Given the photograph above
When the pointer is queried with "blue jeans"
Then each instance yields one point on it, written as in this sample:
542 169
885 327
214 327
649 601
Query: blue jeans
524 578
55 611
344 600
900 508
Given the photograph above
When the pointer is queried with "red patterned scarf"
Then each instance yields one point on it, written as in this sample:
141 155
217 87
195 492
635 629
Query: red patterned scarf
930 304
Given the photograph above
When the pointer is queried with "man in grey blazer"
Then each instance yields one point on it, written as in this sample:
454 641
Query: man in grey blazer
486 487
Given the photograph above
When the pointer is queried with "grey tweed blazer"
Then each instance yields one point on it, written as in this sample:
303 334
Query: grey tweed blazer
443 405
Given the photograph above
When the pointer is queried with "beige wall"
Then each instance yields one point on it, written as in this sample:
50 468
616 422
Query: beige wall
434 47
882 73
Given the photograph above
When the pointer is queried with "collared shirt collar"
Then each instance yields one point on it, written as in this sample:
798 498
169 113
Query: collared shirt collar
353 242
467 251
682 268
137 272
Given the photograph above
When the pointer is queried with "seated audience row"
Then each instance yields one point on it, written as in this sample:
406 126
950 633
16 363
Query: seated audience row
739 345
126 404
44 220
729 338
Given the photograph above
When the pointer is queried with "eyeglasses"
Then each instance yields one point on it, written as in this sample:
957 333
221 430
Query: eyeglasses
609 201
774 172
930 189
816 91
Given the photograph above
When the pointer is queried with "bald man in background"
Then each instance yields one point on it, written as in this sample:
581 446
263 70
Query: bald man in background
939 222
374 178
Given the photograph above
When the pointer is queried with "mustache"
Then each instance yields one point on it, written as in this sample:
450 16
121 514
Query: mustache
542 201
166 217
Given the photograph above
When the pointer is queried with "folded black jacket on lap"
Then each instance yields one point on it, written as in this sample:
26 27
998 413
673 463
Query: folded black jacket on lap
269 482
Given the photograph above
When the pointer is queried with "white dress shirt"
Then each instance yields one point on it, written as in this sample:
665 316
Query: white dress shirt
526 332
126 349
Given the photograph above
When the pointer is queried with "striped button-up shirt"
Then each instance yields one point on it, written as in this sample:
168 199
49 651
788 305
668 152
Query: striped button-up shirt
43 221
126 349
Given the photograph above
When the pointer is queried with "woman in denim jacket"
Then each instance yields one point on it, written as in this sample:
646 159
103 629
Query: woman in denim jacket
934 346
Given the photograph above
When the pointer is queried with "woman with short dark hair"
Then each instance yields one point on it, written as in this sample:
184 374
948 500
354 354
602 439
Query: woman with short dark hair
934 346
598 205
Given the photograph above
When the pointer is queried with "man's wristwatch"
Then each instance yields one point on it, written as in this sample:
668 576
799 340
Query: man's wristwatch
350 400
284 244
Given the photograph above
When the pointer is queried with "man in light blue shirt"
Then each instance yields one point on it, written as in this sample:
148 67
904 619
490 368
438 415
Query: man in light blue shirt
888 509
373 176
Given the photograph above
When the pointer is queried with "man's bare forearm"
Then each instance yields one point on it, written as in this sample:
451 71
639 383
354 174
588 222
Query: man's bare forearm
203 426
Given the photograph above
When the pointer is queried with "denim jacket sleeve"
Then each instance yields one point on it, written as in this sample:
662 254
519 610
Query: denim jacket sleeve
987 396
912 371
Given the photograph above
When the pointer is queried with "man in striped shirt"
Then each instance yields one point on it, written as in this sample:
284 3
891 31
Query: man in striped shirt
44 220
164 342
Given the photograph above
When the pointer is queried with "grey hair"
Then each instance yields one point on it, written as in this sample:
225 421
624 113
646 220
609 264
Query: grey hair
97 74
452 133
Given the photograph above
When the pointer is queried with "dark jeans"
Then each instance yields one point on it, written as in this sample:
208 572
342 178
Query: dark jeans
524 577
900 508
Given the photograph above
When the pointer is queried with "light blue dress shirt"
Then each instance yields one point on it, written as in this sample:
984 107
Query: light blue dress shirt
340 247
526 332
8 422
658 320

Description of the task – Repeat the material in full, exactly as it stands.

Expected output –
Given the photograph above
When the pointer is queried with "blue jeans"
Then each instance yields one point on it, written as in this sample:
542 169
885 327
214 327
649 601
Query: blue jeans
524 578
55 611
344 600
900 508
Given the photograph above
When the pointer is queried with "red patterned scarf"
Then each instance yields one point on it, written as in this sample:
141 155
217 87
195 492
635 629
Query: red patterned scarf
930 304
Given the photograph above
When the pointer is queried with "man in grey blazer"
Then each instance yields one point on it, written as in this sample:
454 641
Query: man in grey blazer
486 487
Given the photograph above
When the pointer is queried with "grey tweed blazer"
Then each instance yields one point on it, written as in this sample:
303 334
Query: grey tweed blazer
443 405
Given the photograph above
When the pointer is queried with "beige wall"
Then each instance yields one point on it, written as in this sample:
50 468
616 422
Query: beige wall
434 47
882 73
Given the photograph above
When the pointer is queried with "collared shirt collar"
Then each instance yields one point on it, written as in this sample:
798 498
169 113
Query: collared shirt collar
353 242
467 251
682 268
137 272
Given the photograph above
When the pointer is queried with "seated audience row"
Then each instance yields one point on it, written as in this sample:
406 126
950 633
16 363
Query: seated audience row
739 345
126 404
44 220
729 338
Given the photograph above
When the pointer is queried with "eyeglasses"
Then each instance yields one point on it, written as in this sample:
957 333
221 430
Query: eyeglasses
609 201
774 172
930 189
816 91
Given the photograph above
When the pointer is queried with "bald man in background"
Then each instance yields one point on it, written as in this sample:
581 446
263 70
Query: bald man in background
939 222
374 178
Given the photograph above
When the pointer is queried with "mustache"
Then each instance yields one point on it, written as in this sample:
450 16
121 514
Query: mustache
542 201
166 217
Given the photograph above
When the pointer is queried with "folded black jacket on lap"
Then each instance yields one point on it, written as in this sample:
26 27
998 413
673 463
Query: folded black jacket on lap
269 482
Given the photograph above
When the pointer is queried with "white dress shirt"
Then each instance yields one point on it, written as in this sample:
665 316
Query: white dress shirt
526 332
126 349
Given the photograph above
When the pointer is queried with "striped button-up shirt"
Then each instance yields one point on it, written as in this sample:
168 199
49 651
788 305
668 152
Query: striped button-up shirt
43 221
126 349
Given the photograph above
When the pointer is queried with "woman in denim jacket"
Then each instance yields one point on it, written as in this sample:
646 159
103 629
Query: woman in denim jacket
934 346
Given the photograph above
When the pointer is queried with "woman with short dark hair"
Then each instance yields one point on it, written as in this sample:
184 374
948 500
354 354
602 439
Query: woman with short dark hair
934 346
598 205
Given the photograph above
When the pointer is queried with "man's wristwatch"
Then each instance yields one point on it, written as in this sample:
668 576
799 340
Query: man's wristwatch
350 400
284 244
Given the photograph above
When the pointer is queried with "man in light blue shirt"
Then each instance yields one point on it, written as in this sample:
148 67
904 619
490 368
438 415
Query: man in light blue shirt
888 509
373 176
Given the photograph above
When the pointer is queried with "man's bare forearm"
Then each instance yields one point on it, written as in this sample:
451 71
639 383
354 174
588 222
Query: man's bare forearm
203 426
Given the photograph above
When the pointer is queried with "denim jacket sleeve"
Then each instance yields one point on it, written as in this sample:
662 254
519 610
Query: denim jacket sleeve
987 396
912 371
Given the photograph above
When the pointer is queried with "man in striped shirt"
Then each instance yields one point on it, written as in this sample:
284 3
891 31
Query: man in striped shirt
44 220
164 342
Given the photograph above
When the pointer is queried with "grey hair"
Then each instance yields one point on it, written as in this sample:
225 421
624 113
646 220
609 264
Query: grey hair
97 74
452 133
Given the photograph above
When the pointer is queried with "dark jeans"
Then each instance yields one point on it, written as in this sample:
208 572
342 178
Query: dark jeans
524 577
900 508
Given the photograph above
When the pointer is queried with "light blue dress shirt"
Then each instance yields one point on it, written as in this sample:
984 107
Query: light blue dress shirt
340 247
526 332
8 422
658 320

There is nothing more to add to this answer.